### EXERCISE BRIEF
Copy each line exactly. Leave nothing out.

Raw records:
******************************

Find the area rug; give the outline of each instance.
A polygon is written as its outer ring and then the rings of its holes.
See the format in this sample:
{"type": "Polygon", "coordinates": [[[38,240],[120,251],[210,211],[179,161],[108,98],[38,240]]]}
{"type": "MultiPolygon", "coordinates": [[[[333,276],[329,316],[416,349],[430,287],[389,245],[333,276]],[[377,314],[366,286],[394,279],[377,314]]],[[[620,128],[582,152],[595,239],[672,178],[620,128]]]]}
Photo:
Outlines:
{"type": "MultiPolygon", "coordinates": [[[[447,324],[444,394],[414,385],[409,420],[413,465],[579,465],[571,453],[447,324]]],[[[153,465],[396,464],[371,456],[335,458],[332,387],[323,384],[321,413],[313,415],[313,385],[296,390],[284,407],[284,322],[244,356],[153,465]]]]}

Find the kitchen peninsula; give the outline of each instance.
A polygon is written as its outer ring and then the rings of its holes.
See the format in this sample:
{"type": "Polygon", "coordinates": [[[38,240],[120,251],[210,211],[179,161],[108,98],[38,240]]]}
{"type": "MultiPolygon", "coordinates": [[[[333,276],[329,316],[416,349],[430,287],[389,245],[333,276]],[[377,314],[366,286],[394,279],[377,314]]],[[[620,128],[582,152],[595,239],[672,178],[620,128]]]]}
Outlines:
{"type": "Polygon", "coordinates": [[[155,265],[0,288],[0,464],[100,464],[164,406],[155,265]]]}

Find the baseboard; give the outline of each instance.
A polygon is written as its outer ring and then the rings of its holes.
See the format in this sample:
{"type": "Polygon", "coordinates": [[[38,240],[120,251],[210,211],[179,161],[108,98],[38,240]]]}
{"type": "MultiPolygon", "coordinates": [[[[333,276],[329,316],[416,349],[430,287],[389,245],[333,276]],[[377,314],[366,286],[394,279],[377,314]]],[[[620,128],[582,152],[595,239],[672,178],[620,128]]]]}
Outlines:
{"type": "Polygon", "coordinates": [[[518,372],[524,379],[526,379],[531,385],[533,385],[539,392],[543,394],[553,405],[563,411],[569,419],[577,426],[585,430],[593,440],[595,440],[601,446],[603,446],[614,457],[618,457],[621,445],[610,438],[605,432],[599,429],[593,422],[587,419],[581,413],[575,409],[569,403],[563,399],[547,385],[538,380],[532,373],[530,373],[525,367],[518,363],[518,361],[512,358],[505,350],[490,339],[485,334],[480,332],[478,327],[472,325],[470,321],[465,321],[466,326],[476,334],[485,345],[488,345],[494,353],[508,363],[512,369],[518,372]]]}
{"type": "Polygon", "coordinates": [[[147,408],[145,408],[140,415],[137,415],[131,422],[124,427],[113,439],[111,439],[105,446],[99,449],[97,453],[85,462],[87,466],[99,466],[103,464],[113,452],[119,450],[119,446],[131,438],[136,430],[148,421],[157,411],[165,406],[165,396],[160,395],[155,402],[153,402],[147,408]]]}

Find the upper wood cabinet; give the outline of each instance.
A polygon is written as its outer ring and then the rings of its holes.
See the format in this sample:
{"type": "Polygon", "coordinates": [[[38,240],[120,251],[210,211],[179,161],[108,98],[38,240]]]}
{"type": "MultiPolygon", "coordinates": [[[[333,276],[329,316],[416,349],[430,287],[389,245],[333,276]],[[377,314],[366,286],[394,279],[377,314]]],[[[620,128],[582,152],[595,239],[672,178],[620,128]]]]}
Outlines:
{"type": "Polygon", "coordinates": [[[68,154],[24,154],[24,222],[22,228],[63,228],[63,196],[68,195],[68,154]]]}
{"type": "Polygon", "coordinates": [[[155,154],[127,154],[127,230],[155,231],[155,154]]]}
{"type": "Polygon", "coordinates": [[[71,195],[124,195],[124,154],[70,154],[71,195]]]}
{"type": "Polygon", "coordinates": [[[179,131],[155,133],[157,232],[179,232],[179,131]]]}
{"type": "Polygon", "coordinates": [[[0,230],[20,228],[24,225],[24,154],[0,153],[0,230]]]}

******************************

### RESPONSE FOR THIS EXERCISE
Find the area rug; give the outline of each instance.
A polygon is written as its outer ring and then the rings of its holes.
See the format in this sample:
{"type": "Polygon", "coordinates": [[[38,240],[120,251],[210,211],[179,161],[108,98],[38,240]]]}
{"type": "MultiPolygon", "coordinates": [[[[333,276],[329,316],[416,349],[430,287],[389,245],[333,276]],[[377,314],[366,286],[394,279],[377,314]]],[[[620,128],[582,152],[595,239],[672,178],[620,128]]]]}
Photo:
Outlines:
{"type": "MultiPolygon", "coordinates": [[[[447,324],[444,394],[414,385],[409,420],[413,465],[579,465],[571,453],[447,324]]],[[[153,465],[396,464],[371,456],[335,458],[332,387],[323,384],[321,413],[313,415],[313,385],[296,390],[284,407],[284,322],[244,356],[153,465]]]]}

Find the kitchen peninsula; give the outline of each instance.
A polygon is written as its outer ring and then the rings of its holes.
See the format in this sample:
{"type": "Polygon", "coordinates": [[[38,240],[120,251],[210,211],[179,161],[108,98],[38,240]]]}
{"type": "MultiPolygon", "coordinates": [[[[333,276],[329,316],[416,349],[430,287],[389,245],[333,276]],[[377,314],[366,286],[394,279],[377,314]]],[[[620,128],[582,152],[595,239],[672,178],[620,128]]]]}
Outlines:
{"type": "Polygon", "coordinates": [[[155,265],[0,288],[0,464],[100,464],[164,406],[155,265]]]}

Find the baseboard; give the outline of each instance.
A polygon is written as its outer ring and then the rings of its holes.
See the format in this sample:
{"type": "Polygon", "coordinates": [[[38,240],[120,251],[210,211],[179,161],[108,98],[38,240]]]}
{"type": "MultiPolygon", "coordinates": [[[[333,276],[329,316],[416,349],[430,287],[389,245],[333,276]],[[377,314],[366,286],[394,279],[377,314]]],[[[620,128],[582,152],[595,239],[672,178],[620,128]]]]}
Outlines:
{"type": "Polygon", "coordinates": [[[518,372],[524,379],[526,379],[531,385],[533,385],[539,392],[543,394],[553,405],[563,411],[569,419],[577,426],[585,430],[593,440],[595,440],[601,446],[603,446],[614,457],[618,457],[621,445],[610,438],[605,432],[599,429],[593,422],[587,419],[581,413],[575,409],[569,403],[563,399],[547,385],[538,380],[532,373],[530,373],[525,367],[518,363],[518,361],[512,358],[505,350],[490,339],[485,334],[480,332],[478,327],[472,325],[470,321],[465,321],[466,326],[476,334],[485,345],[488,345],[494,353],[508,363],[512,369],[518,372]]]}
{"type": "Polygon", "coordinates": [[[147,408],[145,408],[140,415],[137,415],[131,422],[124,427],[113,439],[111,439],[105,446],[99,449],[97,453],[85,462],[87,466],[99,466],[103,464],[113,452],[119,450],[119,446],[131,438],[136,430],[148,421],[157,411],[165,406],[165,396],[160,395],[155,402],[153,402],[147,408]]]}

Find the upper wood cabinet; give the outline of each instance.
A polygon is written as its outer ring and then the rings of its holes.
See the format in this sample:
{"type": "Polygon", "coordinates": [[[38,240],[120,251],[210,211],[179,161],[108,98],[38,240]]]}
{"type": "MultiPolygon", "coordinates": [[[[333,276],[329,316],[416,349],[430,287],[389,245],[333,276]],[[377,314],[366,286],[394,279],[377,314]]],[[[620,128],[582,152],[595,239],[672,178],[620,128]]]]}
Outlines:
{"type": "Polygon", "coordinates": [[[68,154],[24,154],[24,222],[22,228],[63,228],[63,196],[68,195],[68,154]]]}
{"type": "Polygon", "coordinates": [[[155,154],[127,154],[127,230],[155,231],[155,154]]]}
{"type": "Polygon", "coordinates": [[[71,195],[124,195],[124,154],[70,154],[71,195]]]}
{"type": "Polygon", "coordinates": [[[179,131],[155,133],[157,232],[179,232],[179,131]]]}
{"type": "Polygon", "coordinates": [[[0,230],[20,228],[24,225],[24,154],[0,153],[0,230]]]}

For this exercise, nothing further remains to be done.